╭─ Provided information
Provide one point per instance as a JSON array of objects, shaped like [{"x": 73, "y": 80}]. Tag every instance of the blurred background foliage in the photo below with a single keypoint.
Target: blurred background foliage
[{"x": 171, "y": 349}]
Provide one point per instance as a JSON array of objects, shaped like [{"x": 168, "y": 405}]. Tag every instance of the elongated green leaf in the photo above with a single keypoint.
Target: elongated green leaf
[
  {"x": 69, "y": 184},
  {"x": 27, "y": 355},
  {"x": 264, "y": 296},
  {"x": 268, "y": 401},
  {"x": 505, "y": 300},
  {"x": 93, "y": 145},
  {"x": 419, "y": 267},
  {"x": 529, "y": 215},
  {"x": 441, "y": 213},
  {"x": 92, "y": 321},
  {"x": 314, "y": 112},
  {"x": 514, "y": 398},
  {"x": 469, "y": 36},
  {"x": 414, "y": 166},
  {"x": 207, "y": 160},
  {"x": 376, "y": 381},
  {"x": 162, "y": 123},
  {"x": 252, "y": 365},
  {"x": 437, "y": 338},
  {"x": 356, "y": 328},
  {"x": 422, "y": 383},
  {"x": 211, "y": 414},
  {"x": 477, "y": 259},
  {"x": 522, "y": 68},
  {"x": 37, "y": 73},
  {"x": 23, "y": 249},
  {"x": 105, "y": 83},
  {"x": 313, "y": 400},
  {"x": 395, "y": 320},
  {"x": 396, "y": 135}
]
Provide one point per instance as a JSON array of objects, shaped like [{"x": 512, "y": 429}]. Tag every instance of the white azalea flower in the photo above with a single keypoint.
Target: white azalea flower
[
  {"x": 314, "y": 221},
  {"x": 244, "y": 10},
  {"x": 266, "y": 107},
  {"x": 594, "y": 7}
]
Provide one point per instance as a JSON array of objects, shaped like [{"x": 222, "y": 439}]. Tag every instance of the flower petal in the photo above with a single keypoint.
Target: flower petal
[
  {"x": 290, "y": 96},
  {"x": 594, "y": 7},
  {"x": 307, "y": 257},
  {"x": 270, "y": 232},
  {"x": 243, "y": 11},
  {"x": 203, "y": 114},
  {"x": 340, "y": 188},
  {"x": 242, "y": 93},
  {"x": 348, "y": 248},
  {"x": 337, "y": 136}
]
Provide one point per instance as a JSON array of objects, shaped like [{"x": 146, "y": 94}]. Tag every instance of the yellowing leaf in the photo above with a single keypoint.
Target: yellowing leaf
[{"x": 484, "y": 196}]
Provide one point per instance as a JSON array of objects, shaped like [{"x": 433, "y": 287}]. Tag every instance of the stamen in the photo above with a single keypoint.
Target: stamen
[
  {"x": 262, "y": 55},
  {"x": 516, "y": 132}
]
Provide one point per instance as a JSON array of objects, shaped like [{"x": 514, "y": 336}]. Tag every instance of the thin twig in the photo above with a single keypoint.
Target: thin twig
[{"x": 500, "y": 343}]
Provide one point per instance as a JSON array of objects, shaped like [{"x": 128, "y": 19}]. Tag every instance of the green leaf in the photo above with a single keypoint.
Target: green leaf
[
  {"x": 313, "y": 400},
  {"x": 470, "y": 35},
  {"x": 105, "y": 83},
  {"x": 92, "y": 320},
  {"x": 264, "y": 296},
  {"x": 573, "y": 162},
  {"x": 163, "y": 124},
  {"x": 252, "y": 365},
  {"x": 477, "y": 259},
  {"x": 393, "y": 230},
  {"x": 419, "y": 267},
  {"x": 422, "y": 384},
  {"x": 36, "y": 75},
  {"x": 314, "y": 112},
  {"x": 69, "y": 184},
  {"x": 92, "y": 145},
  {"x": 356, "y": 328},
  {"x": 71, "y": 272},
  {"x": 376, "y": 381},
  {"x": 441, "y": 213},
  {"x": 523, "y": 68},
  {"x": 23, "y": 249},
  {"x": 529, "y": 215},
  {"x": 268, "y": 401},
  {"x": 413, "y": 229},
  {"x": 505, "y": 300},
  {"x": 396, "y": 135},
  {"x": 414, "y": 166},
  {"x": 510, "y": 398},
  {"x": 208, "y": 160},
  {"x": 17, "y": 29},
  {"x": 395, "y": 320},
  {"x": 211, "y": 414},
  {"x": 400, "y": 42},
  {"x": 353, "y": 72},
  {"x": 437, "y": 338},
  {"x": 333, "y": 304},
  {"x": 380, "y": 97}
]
╰─
Set out the complete listing exactly as shown.

Provide one point per instance as a JSON array of objects, shaped like [{"x": 73, "y": 80}]. Tag every instance of the blurred background foliage in the photo below with a single keypoint.
Target: blurred background foliage
[{"x": 171, "y": 349}]
Provide one point per instance as a JSON array of objects, shaped like [{"x": 168, "y": 405}]. Tag every instance of the elongated green leaf in the photo above with a single keypoint.
Target: elongated green leaf
[
  {"x": 69, "y": 184},
  {"x": 27, "y": 355},
  {"x": 264, "y": 296},
  {"x": 268, "y": 401},
  {"x": 505, "y": 300},
  {"x": 93, "y": 145},
  {"x": 419, "y": 267},
  {"x": 529, "y": 215},
  {"x": 441, "y": 213},
  {"x": 92, "y": 321},
  {"x": 314, "y": 112},
  {"x": 514, "y": 398},
  {"x": 469, "y": 36},
  {"x": 414, "y": 166},
  {"x": 207, "y": 160},
  {"x": 376, "y": 381},
  {"x": 162, "y": 123},
  {"x": 252, "y": 365},
  {"x": 437, "y": 338},
  {"x": 356, "y": 328},
  {"x": 422, "y": 383},
  {"x": 211, "y": 414},
  {"x": 477, "y": 259},
  {"x": 522, "y": 68},
  {"x": 37, "y": 73},
  {"x": 23, "y": 249},
  {"x": 105, "y": 83},
  {"x": 313, "y": 400},
  {"x": 395, "y": 320},
  {"x": 396, "y": 135}
]
Provide one point per instance as a JSON array of objects, shaped like [{"x": 512, "y": 429}]. Tag every instance of the white azalea flower in the photo above with a single keypoint.
Target: white azalea flower
[
  {"x": 314, "y": 221},
  {"x": 244, "y": 10},
  {"x": 266, "y": 107},
  {"x": 594, "y": 7}
]
Provide one point per instance as a JSON array of objects, shaped like [{"x": 222, "y": 439}]. Tag every instance of the flower petal in the photo above with a single keypoint.
Target: flower petal
[
  {"x": 290, "y": 96},
  {"x": 594, "y": 7},
  {"x": 307, "y": 257},
  {"x": 270, "y": 232},
  {"x": 243, "y": 11},
  {"x": 203, "y": 114},
  {"x": 340, "y": 188},
  {"x": 242, "y": 93},
  {"x": 348, "y": 248},
  {"x": 337, "y": 136}
]
Provide one point per instance as a JSON array of objects, shaped like [{"x": 146, "y": 94}]. Tag every instance of the yellowing leaf in the photo above with a single keypoint.
Target: yellowing leaf
[{"x": 484, "y": 196}]
Provide one point per instance as a JSON array of objects, shaped like [{"x": 433, "y": 287}]. Tag every instance of the stamen in the photo above with a single keypoint.
Target: stamen
[
  {"x": 262, "y": 55},
  {"x": 516, "y": 132}
]
Provide one point per instance as a JSON array of objects, shaped like [{"x": 514, "y": 336}]. Tag every instance of the thin twig in the photo above with a single keypoint.
Target: thin twig
[{"x": 500, "y": 343}]
Provide one point per instance as a JSON array of objects, shaped like [{"x": 128, "y": 19}]. Tag every instance of the green leaf in the photo above with a single keypoint.
Target: green leaf
[
  {"x": 313, "y": 400},
  {"x": 470, "y": 35},
  {"x": 105, "y": 83},
  {"x": 92, "y": 320},
  {"x": 264, "y": 296},
  {"x": 573, "y": 162},
  {"x": 163, "y": 124},
  {"x": 252, "y": 365},
  {"x": 477, "y": 259},
  {"x": 393, "y": 230},
  {"x": 419, "y": 267},
  {"x": 422, "y": 384},
  {"x": 36, "y": 75},
  {"x": 314, "y": 112},
  {"x": 69, "y": 184},
  {"x": 92, "y": 145},
  {"x": 356, "y": 328},
  {"x": 71, "y": 272},
  {"x": 376, "y": 381},
  {"x": 441, "y": 213},
  {"x": 523, "y": 68},
  {"x": 23, "y": 249},
  {"x": 529, "y": 215},
  {"x": 268, "y": 401},
  {"x": 413, "y": 229},
  {"x": 505, "y": 300},
  {"x": 396, "y": 135},
  {"x": 414, "y": 166},
  {"x": 510, "y": 398},
  {"x": 208, "y": 160},
  {"x": 17, "y": 29},
  {"x": 395, "y": 320},
  {"x": 211, "y": 414},
  {"x": 400, "y": 42},
  {"x": 353, "y": 72},
  {"x": 437, "y": 338},
  {"x": 333, "y": 304},
  {"x": 380, "y": 97}
]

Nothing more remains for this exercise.